Explore the material
1 > Answer the following from the integral question below:
(a) To which set does $n$ belong?
(b) What are the lower and upper limits of the integral defining $I_n(x)$?
(c) What does the asker want to know about $I_n(x)$?
2 > Translate this sentence from the integral question below into French: "How could $I_n(x)$ be expressed in a closed form?"
3 > From the integral question below, transcribe the passage from "Closed form of" up to and including "for your trouble!".

Source passage
☆ ☆ ☆ ☆

Closed form of $\int_0^x \frac{d y}{\sqrt{y^2+n^2}}\ln\frac{\sqrt{y^2+n^2}+y}{\sqrt{y^2+n^2}-y}$

Question

Let $n\in\mathbb{N}$. Consider the function $I_n:\mathbb{R}_+ \to \mathbb{R}$ defined as the definite integral $I_n(x)=\int_0^x \frac{1}{\sqrt{y^2+n^2}}\ln\frac{\sqrt{y^2+n^2}+y}{\sqrt{y^2+n^2}-y}dy$. How could $I_n(x)$ be expressed in a closed form? Thank you for your trouble!

☆ ☆ ☆ ☆

Material shown
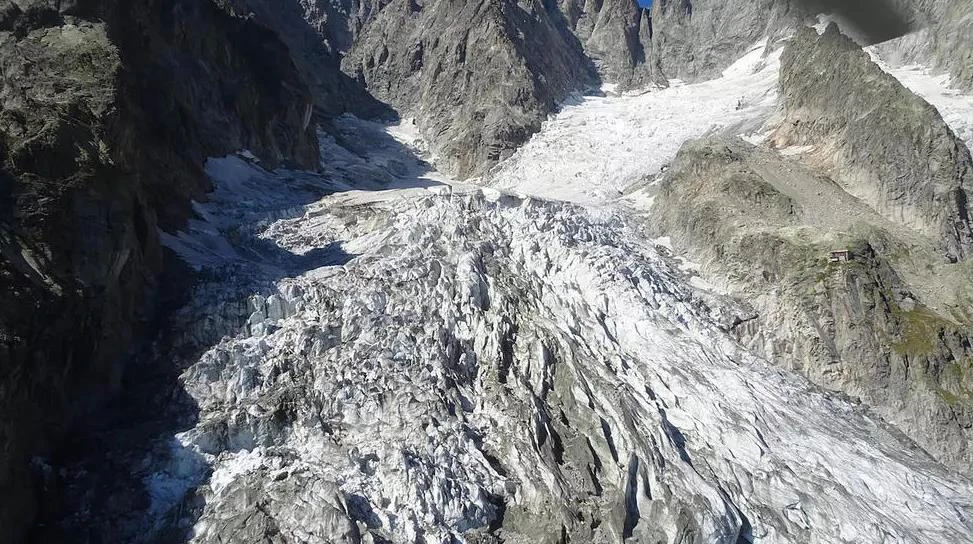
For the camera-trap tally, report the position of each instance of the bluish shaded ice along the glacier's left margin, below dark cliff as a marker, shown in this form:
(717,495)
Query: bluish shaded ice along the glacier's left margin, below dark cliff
(238,268)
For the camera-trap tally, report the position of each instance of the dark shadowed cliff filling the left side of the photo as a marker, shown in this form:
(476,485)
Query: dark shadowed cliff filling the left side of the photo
(108,109)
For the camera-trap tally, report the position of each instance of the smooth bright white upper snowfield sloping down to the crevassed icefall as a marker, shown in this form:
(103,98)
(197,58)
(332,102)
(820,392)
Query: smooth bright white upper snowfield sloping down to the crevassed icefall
(592,150)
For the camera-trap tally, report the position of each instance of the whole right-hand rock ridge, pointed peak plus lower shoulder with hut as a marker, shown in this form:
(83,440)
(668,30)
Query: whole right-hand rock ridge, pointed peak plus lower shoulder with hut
(892,325)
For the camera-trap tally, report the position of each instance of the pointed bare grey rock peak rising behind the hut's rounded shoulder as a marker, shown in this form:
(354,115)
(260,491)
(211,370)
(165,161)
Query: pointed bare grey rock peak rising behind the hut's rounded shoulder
(881,142)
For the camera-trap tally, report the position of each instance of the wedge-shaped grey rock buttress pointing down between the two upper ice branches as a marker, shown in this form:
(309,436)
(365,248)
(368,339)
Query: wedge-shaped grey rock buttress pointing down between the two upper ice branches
(478,77)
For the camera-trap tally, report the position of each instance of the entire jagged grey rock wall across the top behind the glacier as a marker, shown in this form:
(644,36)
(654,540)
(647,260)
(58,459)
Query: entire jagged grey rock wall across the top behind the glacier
(438,62)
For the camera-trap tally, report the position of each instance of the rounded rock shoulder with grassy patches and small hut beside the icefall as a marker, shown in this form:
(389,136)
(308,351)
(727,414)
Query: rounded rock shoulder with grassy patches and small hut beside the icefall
(763,228)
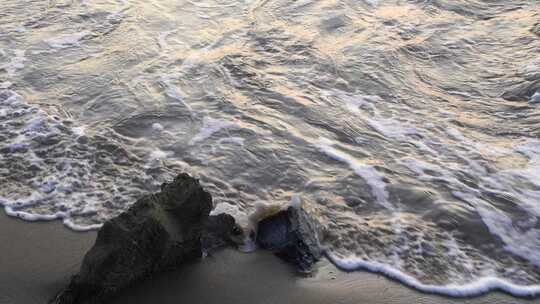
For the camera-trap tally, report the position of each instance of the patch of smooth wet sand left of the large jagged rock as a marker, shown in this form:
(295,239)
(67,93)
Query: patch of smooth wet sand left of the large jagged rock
(37,259)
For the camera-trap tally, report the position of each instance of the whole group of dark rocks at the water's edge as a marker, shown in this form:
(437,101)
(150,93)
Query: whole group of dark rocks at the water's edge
(161,231)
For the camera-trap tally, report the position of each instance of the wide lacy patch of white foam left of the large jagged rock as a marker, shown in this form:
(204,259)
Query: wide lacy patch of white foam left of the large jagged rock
(70,188)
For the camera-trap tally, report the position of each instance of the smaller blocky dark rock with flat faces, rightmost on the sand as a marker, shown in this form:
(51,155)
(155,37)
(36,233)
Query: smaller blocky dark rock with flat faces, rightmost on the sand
(293,236)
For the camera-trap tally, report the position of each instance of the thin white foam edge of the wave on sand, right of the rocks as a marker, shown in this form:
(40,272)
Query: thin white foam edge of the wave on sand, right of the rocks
(475,288)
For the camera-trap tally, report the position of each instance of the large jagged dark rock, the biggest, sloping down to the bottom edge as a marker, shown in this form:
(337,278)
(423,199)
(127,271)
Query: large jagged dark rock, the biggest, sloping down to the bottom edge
(159,232)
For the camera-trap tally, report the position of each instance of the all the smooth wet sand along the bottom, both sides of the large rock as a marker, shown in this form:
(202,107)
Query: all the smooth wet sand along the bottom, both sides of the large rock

☆ ☆ ☆ ☆

Answers by task
1 >
(a) The natural numbers, $\mathbb{N}$.
(b) The lower limit is $0$ and the upper limit is $x$.
(c) How $I_n(x)$ could be expressed in a closed form.

2 > Comment pourrait-on exprimer $I_n(x)$ sous forme close ?

3 >
Closed form of $\int_0^x \frac{d y}{\sqrt{y^2+n^2}}\ln\frac{\sqrt{y^2+n^2}+y}{\sqrt{y^2+n^2}-y}$

Question

Let $n\in\mathbb{N}$. Consider the function $I_n:\mathbb{R}_+ \to \mathbb{R}$ defined as the definite integral $I_n(x)=\int_0^x \frac{1}{\sqrt{y^2+n^2}}\ln\frac{\sqrt{y^2+n^2}+y}{\sqrt{y^2+n^2}-y}dy$. How could $I_n(x)$ be expressed in a closed form? Thank you for your trouble!